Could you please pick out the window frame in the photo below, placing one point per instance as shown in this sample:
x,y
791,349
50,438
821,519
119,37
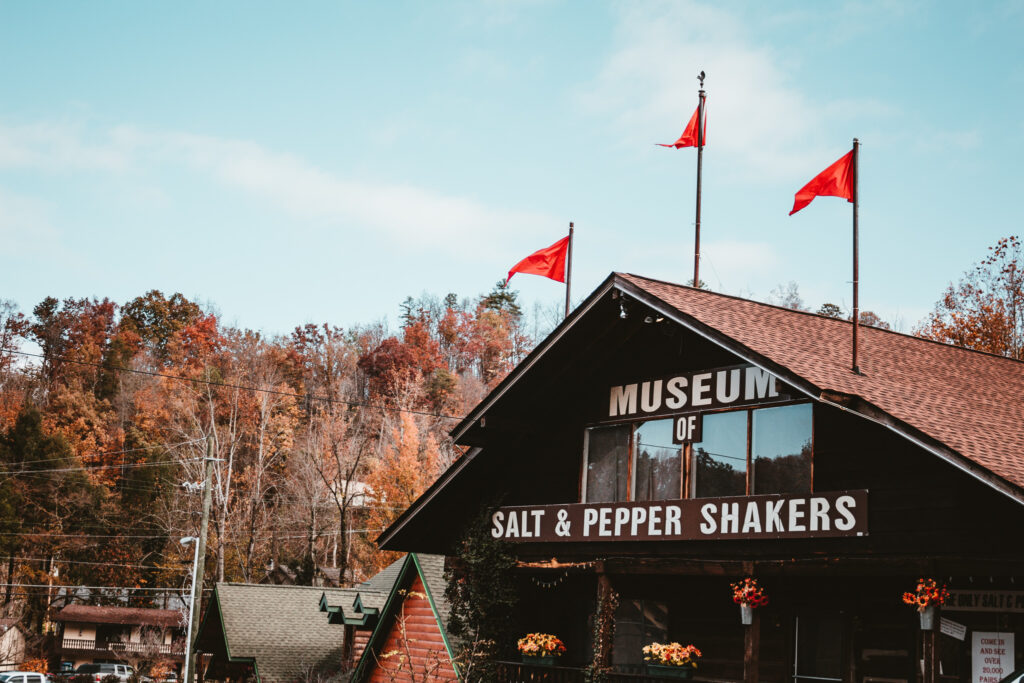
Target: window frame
x,y
687,480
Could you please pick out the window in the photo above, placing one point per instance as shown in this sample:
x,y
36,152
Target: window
x,y
607,464
638,623
633,463
782,450
659,462
720,460
761,451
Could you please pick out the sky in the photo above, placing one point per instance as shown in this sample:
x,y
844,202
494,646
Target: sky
x,y
317,162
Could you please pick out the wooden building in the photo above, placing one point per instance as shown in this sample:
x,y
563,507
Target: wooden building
x,y
409,642
103,634
665,441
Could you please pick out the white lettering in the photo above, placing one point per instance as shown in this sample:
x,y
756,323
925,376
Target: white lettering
x,y
622,517
773,520
708,512
537,521
496,524
796,514
639,517
653,520
676,387
623,400
605,527
760,384
752,520
730,517
512,527
672,525
700,389
650,397
819,514
733,385
843,506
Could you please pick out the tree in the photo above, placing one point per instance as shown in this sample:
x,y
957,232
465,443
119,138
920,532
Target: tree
x,y
985,309
786,296
829,310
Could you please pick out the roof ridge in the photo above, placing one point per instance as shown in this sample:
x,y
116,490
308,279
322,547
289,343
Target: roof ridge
x,y
826,317
315,588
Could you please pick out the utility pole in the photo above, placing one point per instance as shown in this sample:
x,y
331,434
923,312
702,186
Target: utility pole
x,y
201,554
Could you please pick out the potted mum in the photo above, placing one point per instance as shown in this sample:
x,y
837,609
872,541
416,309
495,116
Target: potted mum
x,y
927,596
749,596
541,648
671,659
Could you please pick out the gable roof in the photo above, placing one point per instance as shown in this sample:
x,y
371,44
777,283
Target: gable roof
x,y
278,628
968,402
965,407
110,614
358,606
430,569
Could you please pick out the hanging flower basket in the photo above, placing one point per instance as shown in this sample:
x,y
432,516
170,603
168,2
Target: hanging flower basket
x,y
749,596
927,598
671,659
541,648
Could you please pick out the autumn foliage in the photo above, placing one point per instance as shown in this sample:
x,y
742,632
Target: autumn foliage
x,y
985,309
322,438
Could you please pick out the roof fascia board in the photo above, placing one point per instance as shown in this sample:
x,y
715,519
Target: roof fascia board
x,y
427,496
379,628
532,357
442,628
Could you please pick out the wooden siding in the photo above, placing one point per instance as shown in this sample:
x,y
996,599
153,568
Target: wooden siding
x,y
414,649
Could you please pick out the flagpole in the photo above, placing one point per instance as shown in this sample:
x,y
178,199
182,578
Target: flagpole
x,y
568,271
856,200
696,231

> [TASK BRIEF]:
Output all the records, word for word, with no pictures in the copy.

> [REPLY]:
Could you please pick out the window frame in the photo below, placing one point per instance as shown in this sample:
x,y
791,349
50,438
821,519
119,37
Target: window frame
x,y
687,480
Could you please pick out the window in the photo above, placing one point per instance as shown in this sample:
x,y
36,152
Target: window
x,y
607,464
638,623
633,463
782,450
659,462
720,460
761,451
Could you please pick out the sky in the photo above, placing one point per instance as shown in this sample:
x,y
844,202
494,646
Target: sky
x,y
317,162
Could you please pick out the wooden building in the photo above, placing one point per instance as shown in this sample:
x,y
563,507
Target: wooden building
x,y
409,642
103,634
665,441
Could you please pick out the white lettering in the photo above, placing one point per instance as shown in this sample:
x,y
756,323
925,376
Target: white lettering
x,y
622,517
773,520
708,512
537,521
496,524
796,514
639,517
653,520
676,387
623,400
605,527
760,384
752,520
730,517
512,527
672,525
700,389
650,397
819,514
733,385
843,506
Could you please pick out the tree in the photo above, placing one point per instance as shown in this sample:
x,y
957,232
465,443
119,138
920,532
Target: tree
x,y
985,309
786,296
829,310
Could you please pick out the roof ridge in the photo above, placing one point per instance as shown in this sample:
x,y
116,490
308,279
322,547
289,343
Target: roof ridge
x,y
826,317
315,588
Could you please pick out the utility pole in the photo above, placing one point per instance as shown in this sample:
x,y
331,434
923,312
702,186
Target: utility pole
x,y
201,554
Could you please pick out the potted mum in the photo above, placing one point per instance as shown in this sample:
x,y
837,609
872,541
416,309
495,116
Target: potted mum
x,y
927,596
749,596
541,648
671,659
Could you please pick out the gable roof in the photo above, placing one point per instance as shown in this sample:
x,y
371,44
777,283
Target: gable roof
x,y
278,628
968,402
965,407
110,614
358,606
430,569
Could you please pick out the hanging flower basket in the photo above, placing one point per instance as shown in this sample:
x,y
432,516
170,603
168,2
Target: hanging flower basket
x,y
749,596
927,598
671,659
541,648
Could you please pick out the autumn foliage in the photo above, placing one point per instance as shown in this sample:
x,y
742,632
Target: autumn foliage
x,y
985,309
322,438
Could you please pick out the roof fascia board in the photo above, placing one point per instance as shown in this sample:
x,y
715,519
Target: roof fascia board
x,y
427,496
379,628
532,357
442,628
Could you please pick out the wooden siding in the photo above, placing one point per instance as shown in this sample:
x,y
996,599
153,568
Target: wooden siding
x,y
414,649
Could you please pick out the flagpole in the photo above, placing one point per instance as shown in this sample:
x,y
178,199
182,578
Target: flagpole
x,y
568,271
856,200
696,231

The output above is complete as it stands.